Arrange every line of the listing below as a numbered list, leaving out any blank lines.

[Saved entries]
# # #

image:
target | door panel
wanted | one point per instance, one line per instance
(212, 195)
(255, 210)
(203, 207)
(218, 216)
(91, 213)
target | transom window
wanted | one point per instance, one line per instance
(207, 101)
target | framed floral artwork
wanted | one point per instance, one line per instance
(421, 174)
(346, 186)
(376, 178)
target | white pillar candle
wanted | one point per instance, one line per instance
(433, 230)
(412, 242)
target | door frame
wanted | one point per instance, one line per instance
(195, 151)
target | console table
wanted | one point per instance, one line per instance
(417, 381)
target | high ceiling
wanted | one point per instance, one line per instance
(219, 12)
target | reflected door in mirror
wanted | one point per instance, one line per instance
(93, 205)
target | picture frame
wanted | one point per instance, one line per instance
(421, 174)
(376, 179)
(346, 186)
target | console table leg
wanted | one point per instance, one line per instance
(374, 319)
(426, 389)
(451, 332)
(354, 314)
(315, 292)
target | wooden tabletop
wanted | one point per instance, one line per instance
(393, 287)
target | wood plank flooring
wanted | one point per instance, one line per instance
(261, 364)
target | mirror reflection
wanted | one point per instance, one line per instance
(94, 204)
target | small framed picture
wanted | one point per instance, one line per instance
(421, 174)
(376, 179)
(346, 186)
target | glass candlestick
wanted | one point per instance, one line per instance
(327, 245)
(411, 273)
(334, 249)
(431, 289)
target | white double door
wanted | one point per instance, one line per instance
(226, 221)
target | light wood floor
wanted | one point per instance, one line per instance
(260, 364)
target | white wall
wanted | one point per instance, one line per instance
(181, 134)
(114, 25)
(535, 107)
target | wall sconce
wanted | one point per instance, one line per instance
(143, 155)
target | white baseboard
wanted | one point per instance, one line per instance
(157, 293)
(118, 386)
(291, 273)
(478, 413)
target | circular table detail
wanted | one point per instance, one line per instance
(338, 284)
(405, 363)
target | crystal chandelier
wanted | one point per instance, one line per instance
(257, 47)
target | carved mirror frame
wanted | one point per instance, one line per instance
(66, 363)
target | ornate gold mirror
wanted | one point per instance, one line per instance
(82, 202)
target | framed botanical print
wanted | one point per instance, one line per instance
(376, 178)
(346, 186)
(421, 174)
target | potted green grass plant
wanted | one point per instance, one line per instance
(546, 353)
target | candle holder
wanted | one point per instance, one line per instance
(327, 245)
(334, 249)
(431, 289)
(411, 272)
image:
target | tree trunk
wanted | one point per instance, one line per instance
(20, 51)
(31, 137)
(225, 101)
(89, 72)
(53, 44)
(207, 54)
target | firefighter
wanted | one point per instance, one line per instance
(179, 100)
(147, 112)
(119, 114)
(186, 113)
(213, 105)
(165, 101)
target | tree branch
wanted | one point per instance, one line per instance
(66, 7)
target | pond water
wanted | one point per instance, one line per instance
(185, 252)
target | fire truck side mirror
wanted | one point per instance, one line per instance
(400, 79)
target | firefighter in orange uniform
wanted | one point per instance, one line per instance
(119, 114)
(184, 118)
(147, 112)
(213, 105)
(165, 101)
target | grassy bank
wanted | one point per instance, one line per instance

# # #

- **Solution to this task**:
1. image:
2. target | door panel
3. wanted | one point per instance, one line per instance
4. (212, 195)
5. (255, 210)
6. (203, 207)
7. (218, 216)
8. (91, 213)
9. target | transom window
10. wanted | one point per instance, one line per instance
11. (207, 101)
12. target | framed floral artwork
13. wanted | one point per instance, one line per instance
14. (421, 174)
15. (346, 186)
16. (376, 178)
17. target | white pillar candle
18. wanted | one point per instance, one line per instance
19. (433, 230)
20. (412, 242)
21. target | door frame
22. wanted | one point per instance, one line per instance
23. (195, 151)
24. target | console table
25. wanted | one point per instance, one line per instance
26. (417, 381)
27. target | high ceiling
28. wanted | one point per instance, one line per instance
29. (219, 12)
30. target | reflected door in mirror
31. wanted | one point per instance, one line per instance
32. (93, 205)
33. target | picture frame
34. wanted | one point per instance, one line per instance
35. (421, 174)
36. (376, 179)
37. (346, 186)
38. target | console table leg
39. wanted | one point per instance, one line per instance
40. (374, 319)
41. (426, 389)
42. (451, 332)
43. (354, 314)
44. (315, 292)
45. target | wooden tabletop
46. wanted | one point per instance, one line per instance
47. (393, 287)
48. target | wood plank flooring
49. wanted | one point per instance, one line per instance
50. (261, 364)
51. target | mirror reflection
52. wanted | one point per instance, one line per instance
53. (94, 204)
54. target | small framed picture
55. wanted | one point per instance, one line per instance
56. (421, 174)
57. (376, 179)
58. (346, 186)
59. target | glass candlestick
60. wanted | one point per instance, one line per instance
61. (327, 245)
62. (411, 273)
63. (334, 249)
64. (431, 289)
65. target | white double door
66. wanted | one point per instance, one line per instance
67. (226, 221)
68. target | light wood floor
69. wanted | one point per instance, one line per instance
70. (260, 364)
71. target | white wall
72. wanted | one point per instance, one line per instance
73. (181, 134)
74. (114, 25)
75. (535, 107)
76. target | wall sconce
77. wanted | one point per instance, one line per instance
78. (143, 155)
79. target | white baseboard
80. wanted | one point per instance, one line per instance
81. (157, 293)
82. (118, 386)
83. (291, 273)
84. (478, 413)
85. target | circular table detail
86. wanted | one point per instance, one line per instance
87. (338, 284)
88. (405, 363)
89. target | crystal chandelier
90. wanted | one point per instance, one line per instance
91. (257, 47)
92. target | carved mirror frame
93. wanted | one point per instance, one line per instance
94. (66, 363)
95. target | ornate gold mirror
96. wanted | one point per instance, one line per instance
97. (82, 202)
98. target | framed botanical print
99. wanted | one point per instance, one line per instance
100. (376, 178)
101. (346, 186)
102. (421, 174)
103. target | potted green grass plant
104. wanted | one point per instance, one line per instance
105. (546, 353)
106. target | candle holder
107. wanted | one point per instance, one line per instance
108. (327, 245)
109. (334, 249)
110. (431, 289)
111. (411, 272)
112. image:
113. target | tree trunk
114. wanted | one point per instance, one line per instance
115. (20, 51)
116. (31, 137)
117. (225, 101)
118. (89, 72)
119. (53, 44)
120. (207, 54)
121. target | firefighter
122. wanted | one point per instance, one line per instance
123. (179, 100)
124. (147, 112)
125. (119, 114)
126. (186, 113)
127. (213, 105)
128. (165, 101)
129. target | tree branch
130. wanted | one point per instance, one line per instance
131. (66, 7)
132. target | pond water
133. wanted | one point per instance, one line per instance
134. (185, 252)
135. target | fire truck side mirror
136. wanted | one point per instance, one line per instance
137. (400, 79)
138. target | firefighter in orange uniform
139. wanted | one point per instance, one line per instance
140. (119, 114)
141. (184, 118)
142. (147, 112)
143. (213, 105)
144. (165, 101)
145. target | grassy bank
146. wanted | one point per instance, one line per instance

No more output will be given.